> _ACTIVITY LIST_:
• 1. Decide whether each statement agrees with the forum thread about swollen sheaths in horses. Answer yes or no for each, and quote the words of the thread that decide it. (a) In 3DE's friend's pony, the vet concluded that the cause was mastitis. (b) The swollen sheath on fadetogrey's 19-year-old has been there for about six months. (c) The swelling in kibob's elderly gelding was put down to worm damage.
• 2. In the forum thread about swollen sheaths in horses, how long can resistant worms stay in the gut wall without showing on egg counts?
• 3. Extend the forum thread about swollen sheaths in horses, starting after its last post.
[SOURCE EXTRACT — start]
In my geldings case, it was a smegma bean about the size of a golf ball up there (YUK YUK YUK) but would that apply in your case?   Do/can stallions get smegma beans?  Again once the root of the problem had been removed (by the vet) the swelling sorted itself out in a  couple of days with exercise.


----------



## EstherYoung (25 November 2010)

JG wrote:



			He's regularly wormed - with equest or equamax - so unlikely to be redworm.
		
Click to expand...

So was Czar  I think I'm getting obsessed after all this...but it's scared the heck out of me as we thought we had a good worm regime, but no, the little boogers got resistant to moxidectin and they can stay in the gut wall for up to two years without showing on egg counts.

Hope your guy deflates soon, whatever the cause is.


----------



## 3DE (25 November 2010)

My friend has a similar thing with her slightly overweight pony. After lots of sheath cleaning and antibiotics the vet determined that is was actually mastitis - the nipples are behind the sheath towards the balls. Weird!


----------



## fadetogrey (26 November 2010)

My 19 year old has a swollen sheath, it's Been there for about 4 months .  I cleaned it the other week and changed his feed to baileys lo cal which is amazing but the swelling is still visable ... They recommended bloods to b taken to check his kidneys and heart r functioning ok they were taken yesterday and at the moment I'm awaiting the results ... Apparently to much protein can b one of the issues which is why I tried the lo cal before the bloods were taken ...


----------



## Joyous70 (26 November 2010)

My old boy had 2 bouts of lymphangitis, the first and the worst caused his sheath to swell to the size of a cows udder, it was so swollen it started to turn blue! 

Hope you get him sorted.


----------



## kibob (26 November 2010)

I've known two incidences of this:

The first, in a young gelding was due to worm damage - despite him being regularly wormed.

The second, in my elderly gelding was apparently due to him having a heart murmur and blood pooling in the sheath area.  He also showed general viral infection type symptoms too.
[SOURCE EXTRACT — finish]
[INFORMATION SHOWN — start]
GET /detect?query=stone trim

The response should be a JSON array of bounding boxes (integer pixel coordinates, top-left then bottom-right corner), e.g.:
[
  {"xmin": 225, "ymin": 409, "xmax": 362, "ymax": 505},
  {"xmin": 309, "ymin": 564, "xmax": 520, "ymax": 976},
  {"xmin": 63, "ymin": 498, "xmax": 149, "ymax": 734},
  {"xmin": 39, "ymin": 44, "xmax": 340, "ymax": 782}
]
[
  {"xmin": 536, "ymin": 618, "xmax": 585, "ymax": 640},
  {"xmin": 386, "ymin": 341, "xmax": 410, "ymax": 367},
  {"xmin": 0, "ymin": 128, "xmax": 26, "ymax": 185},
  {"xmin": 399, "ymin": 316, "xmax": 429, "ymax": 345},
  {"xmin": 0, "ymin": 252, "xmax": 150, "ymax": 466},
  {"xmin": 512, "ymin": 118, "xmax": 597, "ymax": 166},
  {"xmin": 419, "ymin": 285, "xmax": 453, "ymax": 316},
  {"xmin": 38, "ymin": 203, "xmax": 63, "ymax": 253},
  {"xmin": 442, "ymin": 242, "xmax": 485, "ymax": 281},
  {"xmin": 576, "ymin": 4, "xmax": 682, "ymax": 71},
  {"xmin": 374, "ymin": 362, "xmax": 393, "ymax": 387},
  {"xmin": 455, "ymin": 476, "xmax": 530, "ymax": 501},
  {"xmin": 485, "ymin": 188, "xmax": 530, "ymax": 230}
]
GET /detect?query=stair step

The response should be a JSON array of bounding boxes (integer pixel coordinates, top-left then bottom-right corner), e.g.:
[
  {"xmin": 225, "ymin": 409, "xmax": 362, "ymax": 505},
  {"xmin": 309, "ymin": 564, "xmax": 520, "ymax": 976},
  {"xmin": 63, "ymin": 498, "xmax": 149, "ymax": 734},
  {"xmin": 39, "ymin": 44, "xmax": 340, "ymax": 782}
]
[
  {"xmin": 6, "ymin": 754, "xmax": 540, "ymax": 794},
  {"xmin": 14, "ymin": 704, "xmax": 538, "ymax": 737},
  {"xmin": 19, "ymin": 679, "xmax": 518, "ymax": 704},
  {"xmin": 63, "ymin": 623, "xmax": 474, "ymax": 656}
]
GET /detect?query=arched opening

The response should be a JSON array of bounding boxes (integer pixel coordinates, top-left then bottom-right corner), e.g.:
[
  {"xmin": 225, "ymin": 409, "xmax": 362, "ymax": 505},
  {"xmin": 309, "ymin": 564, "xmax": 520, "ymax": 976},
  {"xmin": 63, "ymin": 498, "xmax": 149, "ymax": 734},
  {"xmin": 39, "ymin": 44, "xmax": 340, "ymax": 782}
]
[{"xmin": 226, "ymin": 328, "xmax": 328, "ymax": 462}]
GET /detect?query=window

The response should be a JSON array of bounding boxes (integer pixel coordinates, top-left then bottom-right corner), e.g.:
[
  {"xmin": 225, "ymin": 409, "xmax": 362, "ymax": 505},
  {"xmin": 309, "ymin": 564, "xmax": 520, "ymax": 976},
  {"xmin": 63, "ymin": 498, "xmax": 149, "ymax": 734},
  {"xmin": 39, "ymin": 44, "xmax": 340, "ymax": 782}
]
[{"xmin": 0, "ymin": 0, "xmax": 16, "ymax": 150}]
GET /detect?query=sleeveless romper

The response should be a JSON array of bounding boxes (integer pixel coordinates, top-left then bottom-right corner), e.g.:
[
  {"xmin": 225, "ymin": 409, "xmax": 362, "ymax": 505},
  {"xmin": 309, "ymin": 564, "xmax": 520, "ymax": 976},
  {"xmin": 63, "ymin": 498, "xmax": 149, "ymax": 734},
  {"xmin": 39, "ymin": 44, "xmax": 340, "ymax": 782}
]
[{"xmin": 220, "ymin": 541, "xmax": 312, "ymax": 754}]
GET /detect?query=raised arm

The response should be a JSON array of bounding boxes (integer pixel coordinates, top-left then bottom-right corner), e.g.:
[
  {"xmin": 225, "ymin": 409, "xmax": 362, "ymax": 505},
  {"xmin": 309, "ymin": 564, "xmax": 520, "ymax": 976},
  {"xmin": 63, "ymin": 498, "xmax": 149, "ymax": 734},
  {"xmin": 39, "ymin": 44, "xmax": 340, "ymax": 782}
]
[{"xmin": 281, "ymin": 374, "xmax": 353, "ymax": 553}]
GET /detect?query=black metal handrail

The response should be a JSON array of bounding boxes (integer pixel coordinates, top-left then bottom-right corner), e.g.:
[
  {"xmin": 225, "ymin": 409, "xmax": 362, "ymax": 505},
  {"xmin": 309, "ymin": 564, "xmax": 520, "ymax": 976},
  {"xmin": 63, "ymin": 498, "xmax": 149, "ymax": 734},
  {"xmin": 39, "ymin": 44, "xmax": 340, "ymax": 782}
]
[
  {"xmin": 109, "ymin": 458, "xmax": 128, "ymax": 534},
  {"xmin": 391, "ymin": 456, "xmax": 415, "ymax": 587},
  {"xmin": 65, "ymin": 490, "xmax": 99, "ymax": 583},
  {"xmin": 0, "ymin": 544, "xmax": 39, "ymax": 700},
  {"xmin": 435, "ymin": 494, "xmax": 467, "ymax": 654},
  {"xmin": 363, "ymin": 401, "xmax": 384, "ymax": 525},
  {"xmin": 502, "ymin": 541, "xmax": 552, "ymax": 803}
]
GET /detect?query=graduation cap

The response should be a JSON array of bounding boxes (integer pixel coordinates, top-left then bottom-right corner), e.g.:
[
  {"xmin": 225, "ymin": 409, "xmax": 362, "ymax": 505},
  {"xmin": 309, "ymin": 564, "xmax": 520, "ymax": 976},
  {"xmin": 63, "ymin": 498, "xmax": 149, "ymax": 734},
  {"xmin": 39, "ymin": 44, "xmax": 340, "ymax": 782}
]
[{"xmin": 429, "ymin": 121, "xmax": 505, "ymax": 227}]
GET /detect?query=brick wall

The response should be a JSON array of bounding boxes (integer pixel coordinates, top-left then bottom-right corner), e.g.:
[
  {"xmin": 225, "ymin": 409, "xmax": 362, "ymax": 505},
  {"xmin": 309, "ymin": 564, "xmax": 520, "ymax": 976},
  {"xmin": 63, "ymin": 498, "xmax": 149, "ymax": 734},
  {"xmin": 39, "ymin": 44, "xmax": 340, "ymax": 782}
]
[INFORMATION SHOWN — finish]
> _EXPECTED OUTPUTS_:
• 1.
(a) Yes: "the vet determined that is was actually mastitis"
(b) No: "it's Been there for about 4 months"
(c) No: "apparently due to him having a heart murmur and blood pooling in the sheath area"

• 2. Up to two years.

• 3.
----------



## Bosworth (26 November 2010)

my elderly gelding sheath swells if he is in for more than 24 hours. It is enormous. I had a couple of vets out over the years as I was really concerned but the concensus of opinion is that whereas some horses get filled legs when they stand in - my boy gets a filled sheath. If I turn him out it will go down over the next 48 hours.


----------



## Cathrine (26 November 2010)

Do you know if he is allergic for anything? My 7 year old fjord also has had a very swollen sheath, and infections because of it, lots of black bad smelling icky stoff. (all 4 legs were swollen to) My vet couldn't find a cause for it and took bloodtestes to look for allergies. They came out with loads of allergies...  Includes barley, sugerbeet, some grasses, pollen and so on. Now I feed him only oats and good hay and that has helped. 
Haven't had a badly swollen sheath since lasts autumn. 

It swells up sometimes now aswell but never as bad as it was. 

Good luck!

(I hope my english is alright, don't use it as often as I should)


----------



## digitalangel (26 November 2010)

my gelding had exactly this 4 months ago with exactly the same signs. It was an infection and it took an age to clear up - he had baytril which led to ventral swelling ( scary! ) it took aound 2 months to return to normal


----------



## CHEROKEES MOM (4 February 2014)

I have a  8 year old studhorse. I cam home and his sheath and penis had dropped and was swollen to the size of a very large balloon.It has signs of infection.the vet is out of town.he said to administer penicillin.this is the biggest and most horrifying sight I have ever seen.my horse is eating alot and acting somewhat himself.he also said to soak it in hot water and epsom salt and I did,it is so swollen it appears to be bursting,help!!! I dunno what to do


----------



## ruth83 (4 February 2014)

If there is a thorn size scab, is there anywhere he could have picked up a blackthorn? These can cause extreme reactions.


----------



## Casey76 (4 February 2014)

Cherokees Mom, are you in the UK or US?  I'm not sure what your pharmacy rules are like, if you're in the US, however I would ask your vet about something like Diurizone (hydrocholrothiazide/dexamethasone) which is a diuretic (to reduce water retention), and a steroid (to reduce inflammation).  In France it is marketed as a cow anti-inflammatory, however my vet always prescribes this rather than bute for horses - depending on the situation.

however if the swelling is as bad as you say, can you cont get an emergency call out from another vet practice?


----------



## CHEROKEES MOM (5 February 2014)

Casey76 said:



			Cherokees Mom, are you in the UK or US?  I'm not sure what your pharmacy rules are like, if you're in the US, however I would ask your vet about something like Diurizone (hydrocholrothiazide/dexamethasone) which is a diuretic (to reduce water retention), and a steroid (to reduce inflammation).  In France it is marketed as a cow anti-inflammatory, however my vet always prescribes this rather than bute for horses - depending on the situation.

however if the swelling is as bad as you say, can you cont get an emergency call out from another vet practice?
		
Click to expand...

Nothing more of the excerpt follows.